» **WHAT THE TASK REQUIRES**
Number each line of the material below in order as a list, leaving out any blank lines.

» **INFORMATION GIVEN**

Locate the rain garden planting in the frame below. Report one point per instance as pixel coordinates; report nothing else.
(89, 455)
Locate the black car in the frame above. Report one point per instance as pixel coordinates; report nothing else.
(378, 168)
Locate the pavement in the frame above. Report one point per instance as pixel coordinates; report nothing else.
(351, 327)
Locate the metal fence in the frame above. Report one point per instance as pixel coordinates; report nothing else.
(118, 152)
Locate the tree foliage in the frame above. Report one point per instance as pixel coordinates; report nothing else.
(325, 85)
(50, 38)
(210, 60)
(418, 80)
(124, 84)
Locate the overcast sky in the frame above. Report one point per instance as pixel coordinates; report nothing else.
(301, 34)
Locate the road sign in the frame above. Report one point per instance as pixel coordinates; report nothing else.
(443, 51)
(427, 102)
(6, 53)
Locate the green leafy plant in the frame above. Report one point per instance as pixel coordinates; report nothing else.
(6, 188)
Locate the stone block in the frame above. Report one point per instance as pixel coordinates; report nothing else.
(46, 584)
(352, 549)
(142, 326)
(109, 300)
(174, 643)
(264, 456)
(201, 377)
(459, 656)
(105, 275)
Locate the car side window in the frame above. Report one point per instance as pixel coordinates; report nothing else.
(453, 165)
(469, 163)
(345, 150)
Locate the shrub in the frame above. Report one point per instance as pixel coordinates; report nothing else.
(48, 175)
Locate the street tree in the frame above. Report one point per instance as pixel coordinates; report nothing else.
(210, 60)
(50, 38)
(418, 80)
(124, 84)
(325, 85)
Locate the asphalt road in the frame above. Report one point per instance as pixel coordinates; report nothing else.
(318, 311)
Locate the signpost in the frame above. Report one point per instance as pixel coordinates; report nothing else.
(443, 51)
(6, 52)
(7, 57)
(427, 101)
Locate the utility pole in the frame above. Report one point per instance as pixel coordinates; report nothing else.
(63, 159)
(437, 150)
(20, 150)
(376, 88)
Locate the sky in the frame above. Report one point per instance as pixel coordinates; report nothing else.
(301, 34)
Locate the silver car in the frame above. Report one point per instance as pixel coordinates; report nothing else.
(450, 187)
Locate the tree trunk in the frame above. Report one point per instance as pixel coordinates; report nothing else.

» **IN RESPONSE**
1. Locate the rain garden planting in the frame below. Report one point per instance as pixel coordinates; report nothing else.
2. (89, 455)
3. Locate the black car in the frame above. Report one point per instance as pixel coordinates; report nothing else.
4. (378, 168)
5. Locate the pavement in the frame above. Report one point per instance as pixel coordinates; report nothing else.
6. (351, 327)
7. Locate the metal fence in the frame above. Report one point per instance as pixel coordinates; report nothing else.
8. (118, 152)
9. Locate the tree foliage in the frame above. Report one point per instance as pixel coordinates; report nothing else.
10. (325, 85)
11. (50, 38)
12. (210, 60)
13. (418, 80)
14. (124, 84)
15. Locate the overcast sky in the frame above. Report one point per instance as pixel coordinates; report nothing else.
16. (301, 34)
17. Locate the road sign in the frame above. Report one point per instance as pixel coordinates; report nothing else.
18. (443, 51)
19. (427, 102)
20. (6, 53)
21. Locate the green leafy plant in the frame above. Report one point per instance as pixel coordinates; report nothing else.
22. (6, 188)
23. Locate the stone block in the frame above. Report one point per instance as pixel coordinates; report nothing else.
24. (46, 584)
25. (352, 549)
26. (142, 326)
27. (109, 300)
28. (174, 643)
29. (264, 456)
30. (201, 377)
31. (459, 656)
32. (105, 275)
33. Locate the car side window in the frame above. Report one point per instance as pixel coordinates; report nothing else.
34. (453, 165)
35. (469, 163)
36. (345, 150)
37. Locate the shrub in the frame above. Report one point per instance as pixel coordinates; report nothing else.
38. (48, 175)
39. Locate the street tree in the frame above. Report one point per instance as pixel coordinates; report nothing else.
40. (210, 60)
41. (50, 38)
42. (418, 80)
43. (124, 84)
44. (325, 85)
45. Locate the asphalt road in the frame above. Report one point per instance as pixel coordinates; report nothing else.
46. (318, 311)
47. Locate the signpost in the frame above. Report one point per instance as pixel coordinates; report nothing else.
48. (443, 51)
49. (6, 52)
50. (7, 57)
51. (427, 101)
52. Locate the utility pole in the frame above. Report one point per instance as pixel coordinates; report nothing else.
53. (63, 159)
54. (437, 150)
55. (20, 150)
56. (376, 88)
57. Locate the sky in the frame above. Report one point per instance as pixel coordinates; report nothing else.
58. (301, 34)
59. Locate the silver car in the frame above. Report one point per instance as pixel coordinates; report nothing else.
60. (450, 187)
61. Locate the tree trunk in the frame above. Report one point per instance as pixel coordinates; report nothing else.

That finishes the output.